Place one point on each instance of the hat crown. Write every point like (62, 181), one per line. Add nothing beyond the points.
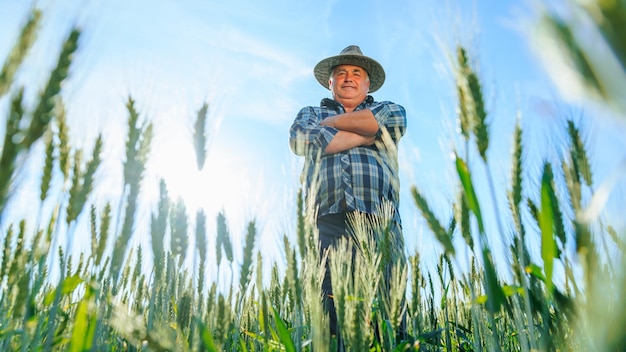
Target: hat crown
(351, 50)
(351, 55)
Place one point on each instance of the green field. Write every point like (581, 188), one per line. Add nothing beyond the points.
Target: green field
(104, 300)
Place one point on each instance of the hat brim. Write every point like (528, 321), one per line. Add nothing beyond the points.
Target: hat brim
(375, 71)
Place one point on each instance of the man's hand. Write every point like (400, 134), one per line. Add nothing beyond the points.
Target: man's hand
(344, 140)
(360, 122)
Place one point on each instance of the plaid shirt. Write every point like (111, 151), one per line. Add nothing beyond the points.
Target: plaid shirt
(359, 179)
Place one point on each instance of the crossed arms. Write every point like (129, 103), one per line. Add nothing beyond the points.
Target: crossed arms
(337, 133)
(355, 128)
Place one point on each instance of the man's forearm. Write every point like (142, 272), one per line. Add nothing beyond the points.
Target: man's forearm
(345, 140)
(360, 122)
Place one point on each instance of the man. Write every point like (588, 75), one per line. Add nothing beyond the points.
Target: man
(350, 147)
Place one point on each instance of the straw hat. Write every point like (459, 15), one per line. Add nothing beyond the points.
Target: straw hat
(352, 55)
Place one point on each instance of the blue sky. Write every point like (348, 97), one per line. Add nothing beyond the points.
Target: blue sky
(252, 62)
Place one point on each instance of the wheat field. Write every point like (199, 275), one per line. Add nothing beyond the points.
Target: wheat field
(104, 300)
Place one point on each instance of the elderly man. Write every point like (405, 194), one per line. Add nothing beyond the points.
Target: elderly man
(349, 143)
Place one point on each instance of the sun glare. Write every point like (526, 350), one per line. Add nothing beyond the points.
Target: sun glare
(218, 186)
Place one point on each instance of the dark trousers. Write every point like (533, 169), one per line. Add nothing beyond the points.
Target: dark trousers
(332, 228)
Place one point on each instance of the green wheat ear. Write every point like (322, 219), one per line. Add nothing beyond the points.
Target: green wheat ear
(440, 233)
(158, 226)
(472, 102)
(44, 111)
(200, 137)
(46, 176)
(246, 266)
(82, 181)
(178, 235)
(20, 50)
(13, 145)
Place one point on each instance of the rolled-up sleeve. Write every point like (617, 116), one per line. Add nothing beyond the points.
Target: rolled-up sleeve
(390, 116)
(307, 136)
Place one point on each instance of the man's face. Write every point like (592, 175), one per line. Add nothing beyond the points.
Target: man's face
(348, 82)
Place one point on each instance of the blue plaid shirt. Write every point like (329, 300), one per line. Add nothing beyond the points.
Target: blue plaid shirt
(359, 179)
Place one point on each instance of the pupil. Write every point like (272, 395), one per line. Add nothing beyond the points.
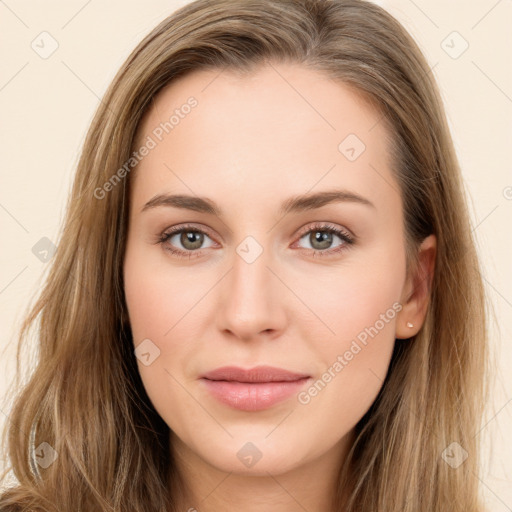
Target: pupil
(324, 238)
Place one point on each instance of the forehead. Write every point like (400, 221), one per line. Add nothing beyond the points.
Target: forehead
(281, 126)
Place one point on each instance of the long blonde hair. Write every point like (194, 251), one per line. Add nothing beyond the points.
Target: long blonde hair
(85, 397)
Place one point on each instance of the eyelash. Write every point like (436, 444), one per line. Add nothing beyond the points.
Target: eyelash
(344, 235)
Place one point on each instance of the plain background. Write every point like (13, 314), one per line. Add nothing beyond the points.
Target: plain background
(47, 104)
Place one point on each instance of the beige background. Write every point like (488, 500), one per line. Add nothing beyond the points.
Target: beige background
(47, 104)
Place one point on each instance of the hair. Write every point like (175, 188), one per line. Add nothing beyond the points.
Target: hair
(85, 397)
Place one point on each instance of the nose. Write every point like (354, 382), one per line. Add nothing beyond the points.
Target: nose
(251, 302)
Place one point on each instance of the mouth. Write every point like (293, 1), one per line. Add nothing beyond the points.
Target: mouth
(253, 390)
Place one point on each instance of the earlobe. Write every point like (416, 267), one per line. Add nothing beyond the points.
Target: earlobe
(416, 292)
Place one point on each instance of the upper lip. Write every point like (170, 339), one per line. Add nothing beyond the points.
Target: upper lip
(257, 374)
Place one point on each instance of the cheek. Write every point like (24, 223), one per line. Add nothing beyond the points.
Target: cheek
(360, 308)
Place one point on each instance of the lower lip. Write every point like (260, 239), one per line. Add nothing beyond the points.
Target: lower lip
(247, 396)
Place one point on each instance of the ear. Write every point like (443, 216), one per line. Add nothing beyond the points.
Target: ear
(416, 292)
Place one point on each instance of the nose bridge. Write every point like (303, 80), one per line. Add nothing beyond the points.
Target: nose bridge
(249, 303)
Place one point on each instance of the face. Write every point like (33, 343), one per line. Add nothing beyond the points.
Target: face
(294, 257)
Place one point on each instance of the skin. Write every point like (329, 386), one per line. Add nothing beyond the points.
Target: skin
(251, 143)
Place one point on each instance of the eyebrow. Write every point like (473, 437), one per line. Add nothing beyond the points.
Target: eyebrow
(294, 204)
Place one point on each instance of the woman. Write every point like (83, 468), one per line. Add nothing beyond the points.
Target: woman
(193, 354)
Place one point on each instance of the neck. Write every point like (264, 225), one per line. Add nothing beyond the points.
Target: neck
(203, 487)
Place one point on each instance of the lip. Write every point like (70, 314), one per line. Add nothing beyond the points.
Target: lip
(254, 389)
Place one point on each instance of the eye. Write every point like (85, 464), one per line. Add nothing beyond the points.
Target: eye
(190, 237)
(321, 236)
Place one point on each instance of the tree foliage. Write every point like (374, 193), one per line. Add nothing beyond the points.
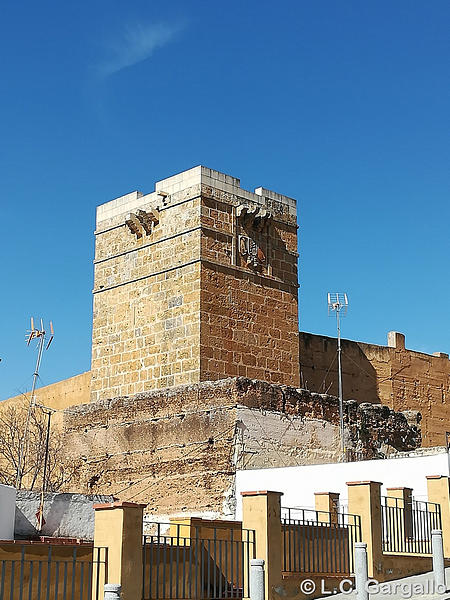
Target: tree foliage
(12, 431)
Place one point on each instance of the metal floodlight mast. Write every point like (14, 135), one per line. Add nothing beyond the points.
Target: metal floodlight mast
(39, 334)
(338, 304)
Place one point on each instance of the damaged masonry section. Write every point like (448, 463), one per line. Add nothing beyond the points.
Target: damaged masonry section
(142, 221)
(179, 448)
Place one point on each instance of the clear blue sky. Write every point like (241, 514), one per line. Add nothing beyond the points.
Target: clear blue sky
(342, 105)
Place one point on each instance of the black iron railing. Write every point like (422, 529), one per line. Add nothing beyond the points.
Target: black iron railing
(47, 575)
(407, 526)
(185, 561)
(320, 542)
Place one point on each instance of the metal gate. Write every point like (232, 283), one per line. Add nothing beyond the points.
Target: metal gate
(181, 563)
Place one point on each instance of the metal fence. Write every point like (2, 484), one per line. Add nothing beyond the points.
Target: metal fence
(407, 527)
(184, 561)
(50, 576)
(319, 542)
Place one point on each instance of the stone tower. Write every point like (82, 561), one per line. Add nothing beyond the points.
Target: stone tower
(195, 281)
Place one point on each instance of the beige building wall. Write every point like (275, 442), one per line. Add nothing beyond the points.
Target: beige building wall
(392, 375)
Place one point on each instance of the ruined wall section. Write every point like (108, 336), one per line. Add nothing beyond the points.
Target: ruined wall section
(60, 395)
(178, 449)
(392, 375)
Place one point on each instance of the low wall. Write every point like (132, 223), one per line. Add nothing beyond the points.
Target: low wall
(299, 484)
(66, 515)
(48, 566)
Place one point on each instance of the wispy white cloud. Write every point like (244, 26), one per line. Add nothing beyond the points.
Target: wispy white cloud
(137, 43)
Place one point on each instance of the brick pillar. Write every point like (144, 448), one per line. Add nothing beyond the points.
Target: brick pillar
(401, 498)
(364, 499)
(118, 527)
(439, 492)
(327, 502)
(261, 511)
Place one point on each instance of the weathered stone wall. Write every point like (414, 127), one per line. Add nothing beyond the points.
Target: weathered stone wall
(178, 449)
(59, 395)
(195, 281)
(392, 375)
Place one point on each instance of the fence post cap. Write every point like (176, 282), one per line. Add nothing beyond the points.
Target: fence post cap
(257, 562)
(112, 587)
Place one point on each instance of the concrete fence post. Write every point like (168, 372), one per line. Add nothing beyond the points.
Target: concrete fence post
(361, 571)
(118, 528)
(261, 511)
(439, 492)
(364, 499)
(257, 584)
(112, 591)
(438, 560)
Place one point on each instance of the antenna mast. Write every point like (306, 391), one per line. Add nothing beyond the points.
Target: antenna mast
(338, 303)
(39, 334)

________________________________________

**WHAT TO PRODUCE:** Give an exact copy of the lines above from the line with "Target: green field" up to and including the line with "Place one point on each instance of the crossed", and leave everything else out.

**RESULT BELOW:**
Target: green field
(104, 300)
Place one point on each instance of the hat brim. Write every point like (528, 321), one per line. Add nothing beyond the points.
Target: hat brim
(375, 71)
Place one point on each instance of the man's hand. Write every point like (400, 134), one per line. Add nothing beyond the points.
Target: man's hand
(344, 140)
(360, 122)
Place one point on each instance of the plaid shirt. Write every point like (111, 151), one per line. Add nothing beyond the points.
Target: plaid shirt
(359, 179)
Place one point on each instance of the crossed arms. Write every point like (129, 103), one per line. Add nothing beyond the points.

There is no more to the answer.